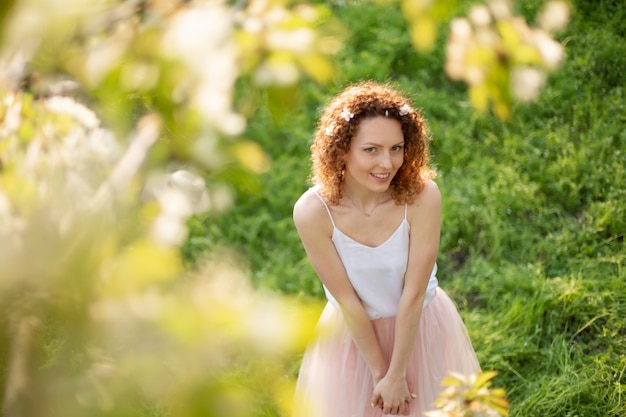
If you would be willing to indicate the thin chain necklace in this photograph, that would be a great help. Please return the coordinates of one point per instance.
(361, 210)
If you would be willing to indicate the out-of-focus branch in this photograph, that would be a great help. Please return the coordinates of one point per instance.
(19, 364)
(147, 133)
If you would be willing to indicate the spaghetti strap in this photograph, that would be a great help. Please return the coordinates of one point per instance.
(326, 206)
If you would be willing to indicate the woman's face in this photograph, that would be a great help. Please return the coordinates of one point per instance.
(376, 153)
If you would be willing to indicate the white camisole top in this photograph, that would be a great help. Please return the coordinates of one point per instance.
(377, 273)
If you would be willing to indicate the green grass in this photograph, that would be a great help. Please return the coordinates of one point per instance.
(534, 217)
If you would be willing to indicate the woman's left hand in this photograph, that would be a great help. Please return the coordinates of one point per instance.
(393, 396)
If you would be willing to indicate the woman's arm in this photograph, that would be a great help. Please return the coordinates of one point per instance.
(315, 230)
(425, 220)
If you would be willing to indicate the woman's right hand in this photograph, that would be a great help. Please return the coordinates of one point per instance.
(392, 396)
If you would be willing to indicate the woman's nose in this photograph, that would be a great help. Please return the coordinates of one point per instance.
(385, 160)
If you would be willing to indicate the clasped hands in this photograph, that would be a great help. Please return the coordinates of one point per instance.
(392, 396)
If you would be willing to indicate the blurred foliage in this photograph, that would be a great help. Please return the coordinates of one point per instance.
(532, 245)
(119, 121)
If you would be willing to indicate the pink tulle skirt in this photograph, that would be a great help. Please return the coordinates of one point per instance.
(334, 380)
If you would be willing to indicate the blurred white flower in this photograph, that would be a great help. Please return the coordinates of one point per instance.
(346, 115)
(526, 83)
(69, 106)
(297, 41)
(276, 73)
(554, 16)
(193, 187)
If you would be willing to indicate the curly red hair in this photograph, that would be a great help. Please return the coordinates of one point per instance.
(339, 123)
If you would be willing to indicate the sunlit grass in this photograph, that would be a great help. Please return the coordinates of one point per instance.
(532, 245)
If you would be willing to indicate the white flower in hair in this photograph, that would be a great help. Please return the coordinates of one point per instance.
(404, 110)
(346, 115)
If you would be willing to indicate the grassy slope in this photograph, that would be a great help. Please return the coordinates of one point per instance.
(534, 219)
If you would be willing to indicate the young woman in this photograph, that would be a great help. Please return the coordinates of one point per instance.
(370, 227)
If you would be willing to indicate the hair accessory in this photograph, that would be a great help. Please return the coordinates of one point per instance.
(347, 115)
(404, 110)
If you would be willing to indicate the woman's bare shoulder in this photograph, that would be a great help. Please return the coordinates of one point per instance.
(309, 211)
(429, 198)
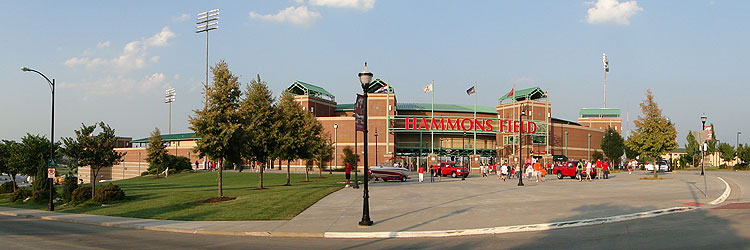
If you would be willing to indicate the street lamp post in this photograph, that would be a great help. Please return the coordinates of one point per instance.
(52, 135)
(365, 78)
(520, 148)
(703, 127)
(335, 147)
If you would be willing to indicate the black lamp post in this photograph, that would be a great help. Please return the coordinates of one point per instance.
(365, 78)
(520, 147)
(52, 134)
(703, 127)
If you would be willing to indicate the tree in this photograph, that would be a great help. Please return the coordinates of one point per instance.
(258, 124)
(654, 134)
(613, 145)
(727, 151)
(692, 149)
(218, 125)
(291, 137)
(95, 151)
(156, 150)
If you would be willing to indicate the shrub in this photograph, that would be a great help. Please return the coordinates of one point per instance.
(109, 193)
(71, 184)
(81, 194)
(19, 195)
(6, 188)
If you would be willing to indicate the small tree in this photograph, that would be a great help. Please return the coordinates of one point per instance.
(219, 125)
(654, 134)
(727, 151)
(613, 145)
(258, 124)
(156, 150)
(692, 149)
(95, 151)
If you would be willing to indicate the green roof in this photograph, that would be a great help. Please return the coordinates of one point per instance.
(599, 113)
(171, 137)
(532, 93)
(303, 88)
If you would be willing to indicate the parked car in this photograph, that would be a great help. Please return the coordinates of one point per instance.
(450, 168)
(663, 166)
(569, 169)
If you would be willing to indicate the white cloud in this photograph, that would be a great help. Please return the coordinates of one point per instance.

* * *

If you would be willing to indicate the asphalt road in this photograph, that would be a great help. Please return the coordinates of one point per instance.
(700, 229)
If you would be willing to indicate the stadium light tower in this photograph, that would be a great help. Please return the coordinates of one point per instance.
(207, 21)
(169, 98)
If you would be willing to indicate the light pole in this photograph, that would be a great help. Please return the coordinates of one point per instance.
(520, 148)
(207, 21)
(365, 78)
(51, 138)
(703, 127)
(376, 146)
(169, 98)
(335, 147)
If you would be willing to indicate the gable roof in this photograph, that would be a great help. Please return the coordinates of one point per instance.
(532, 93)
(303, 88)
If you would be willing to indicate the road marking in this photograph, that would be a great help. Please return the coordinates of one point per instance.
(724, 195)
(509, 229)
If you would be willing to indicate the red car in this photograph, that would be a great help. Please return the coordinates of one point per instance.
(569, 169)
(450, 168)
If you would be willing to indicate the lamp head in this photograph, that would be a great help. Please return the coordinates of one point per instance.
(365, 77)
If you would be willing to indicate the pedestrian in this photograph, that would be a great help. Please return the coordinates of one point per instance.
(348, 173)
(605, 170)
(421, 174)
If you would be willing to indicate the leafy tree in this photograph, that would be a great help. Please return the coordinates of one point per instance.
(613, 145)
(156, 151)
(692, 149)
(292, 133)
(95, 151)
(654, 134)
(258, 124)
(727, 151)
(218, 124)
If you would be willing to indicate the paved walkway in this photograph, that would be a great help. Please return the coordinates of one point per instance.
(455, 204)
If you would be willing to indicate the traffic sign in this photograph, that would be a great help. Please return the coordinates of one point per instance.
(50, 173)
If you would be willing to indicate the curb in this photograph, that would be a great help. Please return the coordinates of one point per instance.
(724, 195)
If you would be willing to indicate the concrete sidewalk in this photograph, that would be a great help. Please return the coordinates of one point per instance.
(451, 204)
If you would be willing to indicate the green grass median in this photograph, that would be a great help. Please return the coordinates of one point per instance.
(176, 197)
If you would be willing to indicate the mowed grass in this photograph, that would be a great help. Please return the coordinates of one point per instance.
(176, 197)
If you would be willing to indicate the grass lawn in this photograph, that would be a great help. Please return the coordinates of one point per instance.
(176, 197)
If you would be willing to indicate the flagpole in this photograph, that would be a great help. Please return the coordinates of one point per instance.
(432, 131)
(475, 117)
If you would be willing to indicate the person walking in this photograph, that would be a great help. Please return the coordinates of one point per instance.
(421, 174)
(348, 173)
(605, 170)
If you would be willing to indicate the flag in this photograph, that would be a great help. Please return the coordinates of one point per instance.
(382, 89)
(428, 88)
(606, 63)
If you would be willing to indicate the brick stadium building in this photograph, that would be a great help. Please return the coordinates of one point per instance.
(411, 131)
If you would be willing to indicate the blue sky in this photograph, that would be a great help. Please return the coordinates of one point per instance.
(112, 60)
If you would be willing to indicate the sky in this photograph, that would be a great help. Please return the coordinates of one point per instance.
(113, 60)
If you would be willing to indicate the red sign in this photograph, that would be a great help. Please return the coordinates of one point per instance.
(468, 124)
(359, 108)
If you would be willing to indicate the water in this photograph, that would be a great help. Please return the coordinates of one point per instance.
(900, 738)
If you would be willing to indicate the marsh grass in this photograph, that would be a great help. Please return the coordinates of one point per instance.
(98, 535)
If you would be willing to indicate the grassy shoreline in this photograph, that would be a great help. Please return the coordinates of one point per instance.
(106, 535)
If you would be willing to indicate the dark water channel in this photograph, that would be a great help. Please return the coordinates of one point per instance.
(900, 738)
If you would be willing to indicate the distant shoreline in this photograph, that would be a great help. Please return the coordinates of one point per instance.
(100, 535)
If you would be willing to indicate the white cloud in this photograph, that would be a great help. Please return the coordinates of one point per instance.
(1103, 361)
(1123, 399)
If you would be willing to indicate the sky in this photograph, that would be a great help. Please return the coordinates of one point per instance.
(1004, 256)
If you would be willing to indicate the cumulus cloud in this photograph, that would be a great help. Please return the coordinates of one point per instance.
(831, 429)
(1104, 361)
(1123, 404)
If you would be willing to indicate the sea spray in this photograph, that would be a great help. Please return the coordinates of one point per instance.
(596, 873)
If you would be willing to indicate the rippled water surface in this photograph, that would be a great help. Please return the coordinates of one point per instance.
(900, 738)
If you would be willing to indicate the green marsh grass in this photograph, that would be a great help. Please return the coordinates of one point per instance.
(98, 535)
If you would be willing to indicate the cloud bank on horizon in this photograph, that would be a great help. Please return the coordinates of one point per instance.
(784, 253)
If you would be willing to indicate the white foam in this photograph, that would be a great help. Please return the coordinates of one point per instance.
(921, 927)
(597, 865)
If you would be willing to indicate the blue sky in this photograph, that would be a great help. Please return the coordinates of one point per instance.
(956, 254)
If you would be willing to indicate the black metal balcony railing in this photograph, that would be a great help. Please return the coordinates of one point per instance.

What you have to do –
Show every line in the entries above that contains the word "black", copying each one in full.

Response for this exercise –
If you would be willing to indicate the black lamp post in this photograph, that would be a great help. Please return the coordinates of one point per instance.
If you would be willing to indicate the black metal balcony railing in this photograph, that would be a great help. Please return the coordinates of one point per instance.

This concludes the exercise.